**MATERIAL FOR THE TASK**

+===+

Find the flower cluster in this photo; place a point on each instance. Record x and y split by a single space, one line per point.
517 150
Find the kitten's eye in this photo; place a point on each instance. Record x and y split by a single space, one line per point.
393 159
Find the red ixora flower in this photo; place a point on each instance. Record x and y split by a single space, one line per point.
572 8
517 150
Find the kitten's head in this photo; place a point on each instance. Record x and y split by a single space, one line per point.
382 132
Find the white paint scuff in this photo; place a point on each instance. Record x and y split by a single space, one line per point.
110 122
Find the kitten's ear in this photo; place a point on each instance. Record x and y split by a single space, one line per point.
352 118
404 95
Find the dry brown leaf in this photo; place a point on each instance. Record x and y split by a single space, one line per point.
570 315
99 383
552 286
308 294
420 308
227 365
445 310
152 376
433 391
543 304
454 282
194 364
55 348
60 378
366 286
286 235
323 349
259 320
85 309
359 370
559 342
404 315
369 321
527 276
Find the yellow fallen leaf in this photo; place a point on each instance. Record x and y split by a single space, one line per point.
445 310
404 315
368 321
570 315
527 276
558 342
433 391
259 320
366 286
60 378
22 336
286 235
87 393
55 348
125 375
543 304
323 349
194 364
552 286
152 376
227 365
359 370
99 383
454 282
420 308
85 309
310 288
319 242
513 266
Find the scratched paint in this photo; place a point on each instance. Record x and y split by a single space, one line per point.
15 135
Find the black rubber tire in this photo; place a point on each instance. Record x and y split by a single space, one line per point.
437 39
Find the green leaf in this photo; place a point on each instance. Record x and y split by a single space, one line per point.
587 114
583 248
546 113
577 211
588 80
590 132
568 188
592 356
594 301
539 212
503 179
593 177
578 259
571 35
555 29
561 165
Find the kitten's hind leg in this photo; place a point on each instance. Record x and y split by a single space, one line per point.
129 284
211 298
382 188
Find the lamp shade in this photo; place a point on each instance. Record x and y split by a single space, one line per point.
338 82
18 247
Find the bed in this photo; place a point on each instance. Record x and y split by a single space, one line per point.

+===+

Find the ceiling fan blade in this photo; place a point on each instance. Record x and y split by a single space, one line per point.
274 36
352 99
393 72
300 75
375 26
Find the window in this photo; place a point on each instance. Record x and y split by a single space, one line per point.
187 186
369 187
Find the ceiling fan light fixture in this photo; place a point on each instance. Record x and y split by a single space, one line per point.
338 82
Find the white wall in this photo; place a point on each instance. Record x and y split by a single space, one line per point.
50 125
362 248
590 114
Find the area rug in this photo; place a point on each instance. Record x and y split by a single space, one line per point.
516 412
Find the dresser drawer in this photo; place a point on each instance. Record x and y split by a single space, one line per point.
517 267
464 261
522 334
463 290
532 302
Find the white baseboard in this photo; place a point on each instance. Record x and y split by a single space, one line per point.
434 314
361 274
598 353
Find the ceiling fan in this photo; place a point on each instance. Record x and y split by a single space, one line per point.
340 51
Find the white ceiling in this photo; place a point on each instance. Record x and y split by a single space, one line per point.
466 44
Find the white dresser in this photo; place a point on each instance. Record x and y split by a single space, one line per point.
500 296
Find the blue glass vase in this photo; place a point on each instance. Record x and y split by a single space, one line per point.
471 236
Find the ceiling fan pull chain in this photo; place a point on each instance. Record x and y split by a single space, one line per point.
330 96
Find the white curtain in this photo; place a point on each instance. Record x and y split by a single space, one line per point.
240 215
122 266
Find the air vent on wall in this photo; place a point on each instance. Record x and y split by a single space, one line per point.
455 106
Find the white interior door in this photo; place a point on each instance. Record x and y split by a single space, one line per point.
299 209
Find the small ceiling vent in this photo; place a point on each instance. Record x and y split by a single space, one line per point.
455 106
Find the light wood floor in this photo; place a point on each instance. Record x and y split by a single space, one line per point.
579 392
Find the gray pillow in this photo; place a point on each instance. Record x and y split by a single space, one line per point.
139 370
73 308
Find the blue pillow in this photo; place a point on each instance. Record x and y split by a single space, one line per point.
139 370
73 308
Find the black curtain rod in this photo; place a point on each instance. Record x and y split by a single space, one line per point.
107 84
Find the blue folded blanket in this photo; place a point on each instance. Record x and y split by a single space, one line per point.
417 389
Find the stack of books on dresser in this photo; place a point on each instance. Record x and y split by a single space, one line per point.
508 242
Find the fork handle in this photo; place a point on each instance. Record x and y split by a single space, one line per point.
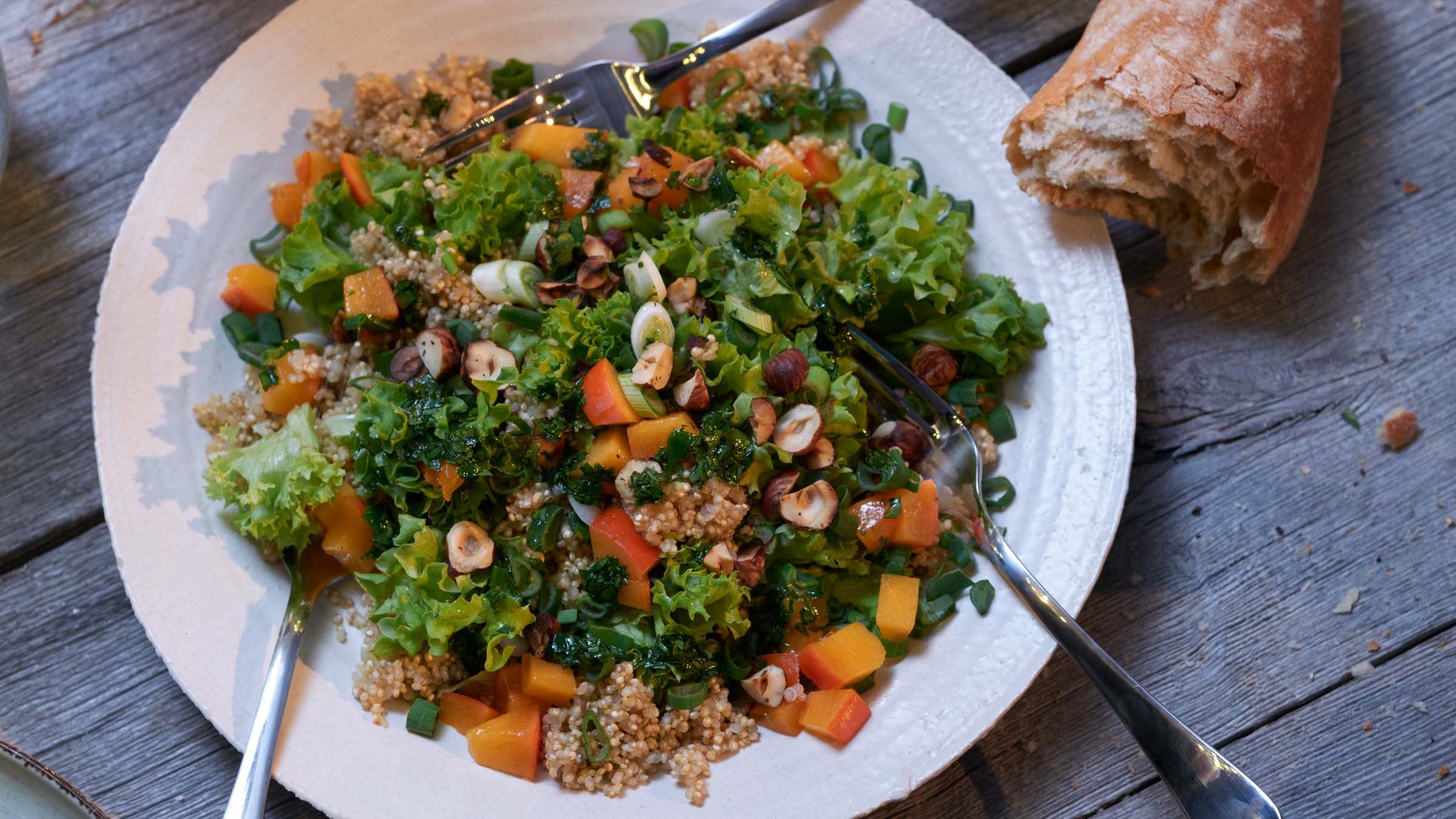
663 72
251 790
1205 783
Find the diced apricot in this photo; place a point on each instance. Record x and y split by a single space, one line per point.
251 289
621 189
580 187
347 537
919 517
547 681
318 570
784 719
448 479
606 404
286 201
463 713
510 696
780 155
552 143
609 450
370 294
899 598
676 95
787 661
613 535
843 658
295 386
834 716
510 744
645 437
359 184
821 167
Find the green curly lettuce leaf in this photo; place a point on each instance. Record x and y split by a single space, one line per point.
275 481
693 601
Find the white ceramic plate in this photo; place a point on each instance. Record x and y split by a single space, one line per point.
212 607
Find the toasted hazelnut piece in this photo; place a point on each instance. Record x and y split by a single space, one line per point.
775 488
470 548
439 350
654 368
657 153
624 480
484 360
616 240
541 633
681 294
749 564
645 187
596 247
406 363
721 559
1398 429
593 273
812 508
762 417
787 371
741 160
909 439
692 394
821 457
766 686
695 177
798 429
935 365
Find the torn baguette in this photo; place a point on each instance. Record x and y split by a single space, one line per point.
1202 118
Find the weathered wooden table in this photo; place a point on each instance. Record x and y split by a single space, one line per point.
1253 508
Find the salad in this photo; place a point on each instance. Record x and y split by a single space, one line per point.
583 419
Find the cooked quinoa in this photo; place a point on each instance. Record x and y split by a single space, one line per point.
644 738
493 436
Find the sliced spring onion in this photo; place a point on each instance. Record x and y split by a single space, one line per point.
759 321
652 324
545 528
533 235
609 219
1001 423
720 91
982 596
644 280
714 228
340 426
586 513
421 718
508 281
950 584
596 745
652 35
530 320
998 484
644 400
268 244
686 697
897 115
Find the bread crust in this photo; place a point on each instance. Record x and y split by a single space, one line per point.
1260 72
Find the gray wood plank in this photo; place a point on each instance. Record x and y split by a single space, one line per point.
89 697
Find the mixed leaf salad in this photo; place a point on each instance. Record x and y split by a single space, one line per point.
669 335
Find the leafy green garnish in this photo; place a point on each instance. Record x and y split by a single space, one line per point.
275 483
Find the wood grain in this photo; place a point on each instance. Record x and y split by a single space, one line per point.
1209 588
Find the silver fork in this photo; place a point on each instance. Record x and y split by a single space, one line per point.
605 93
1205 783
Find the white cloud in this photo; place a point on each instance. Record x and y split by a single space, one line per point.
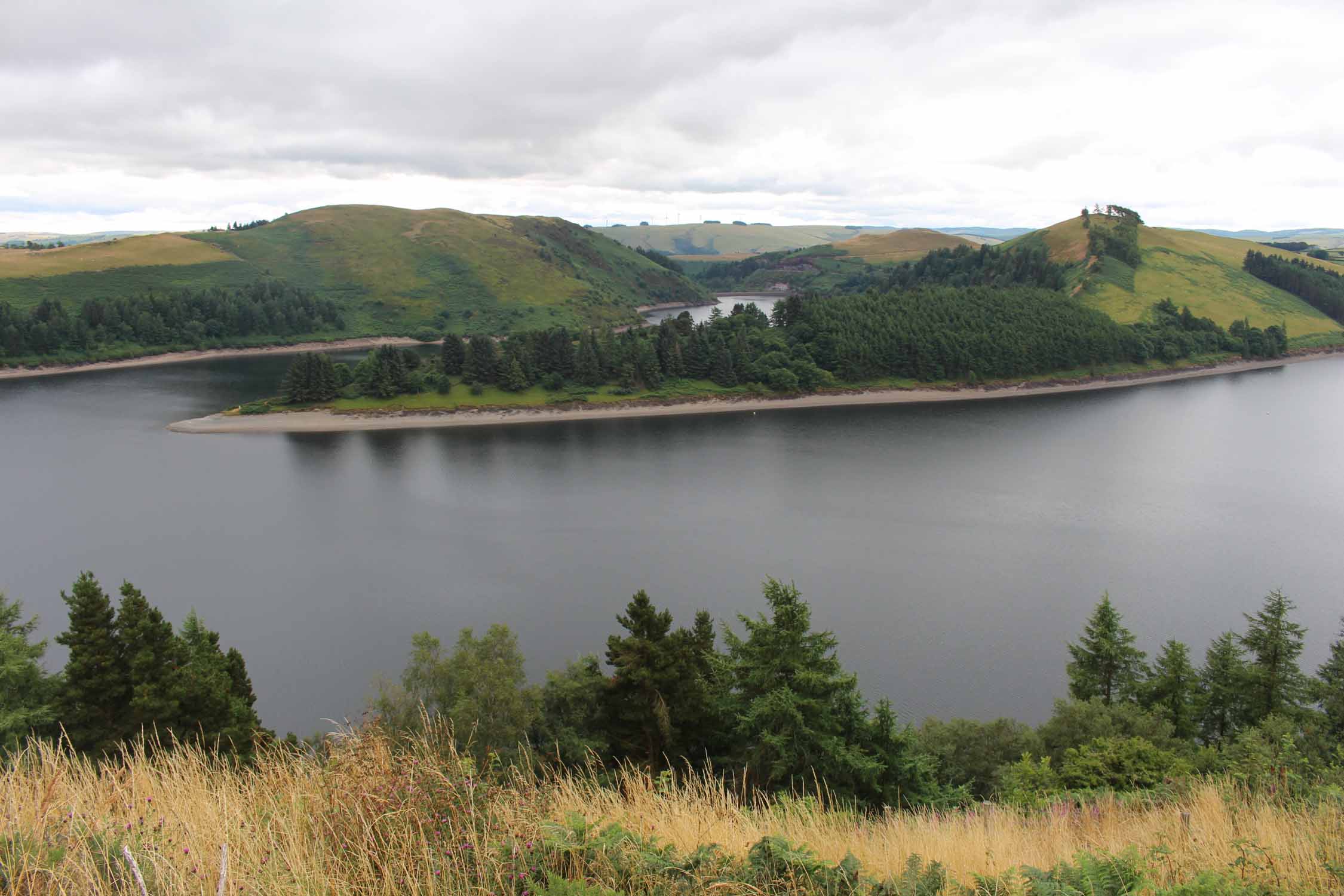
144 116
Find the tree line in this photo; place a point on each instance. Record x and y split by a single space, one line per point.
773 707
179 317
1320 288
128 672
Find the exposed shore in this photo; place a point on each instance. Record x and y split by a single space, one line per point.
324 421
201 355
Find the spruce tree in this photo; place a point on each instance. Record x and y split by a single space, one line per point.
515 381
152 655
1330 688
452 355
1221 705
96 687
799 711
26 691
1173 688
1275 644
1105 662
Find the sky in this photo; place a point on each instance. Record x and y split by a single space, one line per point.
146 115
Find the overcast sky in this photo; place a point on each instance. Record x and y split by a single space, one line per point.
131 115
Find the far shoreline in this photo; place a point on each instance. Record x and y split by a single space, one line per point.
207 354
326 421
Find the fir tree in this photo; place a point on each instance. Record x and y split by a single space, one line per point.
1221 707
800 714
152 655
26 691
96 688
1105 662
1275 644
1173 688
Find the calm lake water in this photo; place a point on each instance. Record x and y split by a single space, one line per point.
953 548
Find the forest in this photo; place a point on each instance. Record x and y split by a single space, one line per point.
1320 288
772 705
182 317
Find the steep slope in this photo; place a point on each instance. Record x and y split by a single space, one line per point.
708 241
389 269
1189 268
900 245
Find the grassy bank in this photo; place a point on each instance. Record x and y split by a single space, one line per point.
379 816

+===+

**TASK GOAL**
Starting at the line of the material containing "Find the lamp" and stopping after the line containing "Find the bed", arrange those lines as a JSON list of strings, one string per line, with any blank lines omitted.

**TASK SOLUTION**
[
  "Find the lamp shade in this photo; place a point on each instance. Record x and y split by a single space, one line per point.",
  "338 82",
  "18 247",
  "Find the bed in this photo; place a point on each instance. Record x and y split by a single space, one line per point."
]